## Problem requirements
Down to the last line, repeat the entries exactly and drop any image.

Extracted records START

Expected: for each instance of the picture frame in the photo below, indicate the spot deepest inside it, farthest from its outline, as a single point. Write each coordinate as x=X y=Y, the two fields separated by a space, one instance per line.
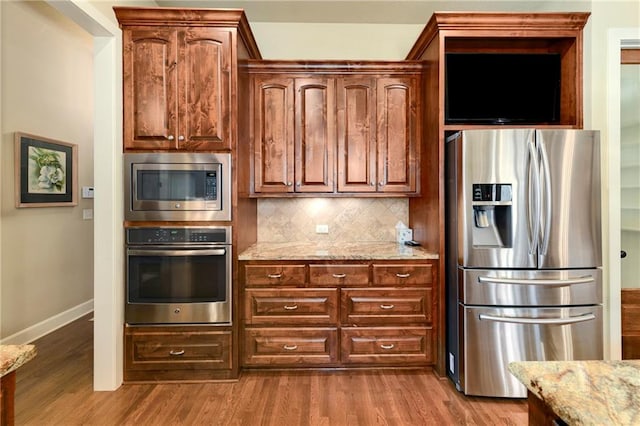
x=46 y=172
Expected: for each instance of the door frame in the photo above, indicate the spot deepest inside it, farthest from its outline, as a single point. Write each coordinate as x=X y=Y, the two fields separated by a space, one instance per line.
x=617 y=39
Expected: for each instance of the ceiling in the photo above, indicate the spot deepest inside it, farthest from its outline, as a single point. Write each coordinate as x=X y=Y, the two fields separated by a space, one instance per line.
x=370 y=11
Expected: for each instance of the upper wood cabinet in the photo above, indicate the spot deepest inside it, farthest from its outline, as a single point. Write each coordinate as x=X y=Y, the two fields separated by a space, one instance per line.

Extracted records END

## Answer box
Expected: for each instance of the picture frame in the photo below, indicate the spot deepest inside it, farthest from its outline, as a single point. Write each coordinate as x=X y=Y, the two fields separated by a space, one instance per line.
x=46 y=172
Expected: for each instance of the door frame in the photo above, indicate the spot deepest inside it, farthest from its outline, as a single point. Write each coordinate as x=X y=Y, the two fields separated by a space, one instance per line.
x=617 y=39
Expected: for each instance of the ceiling in the photo above, indicate the spot deepest inside it, farthest from its outline, as a single point. Write each coordinate as x=X y=Y, the two fields separated by a space, one instance per line.
x=370 y=11
Expected: for each instance of the upper wood cabinet in the photo above, indicate the spot deepest inside it, farthest from its outline, as a single point. Write each coordinate as x=X y=Y, the two fields separated by a space, one instance per line.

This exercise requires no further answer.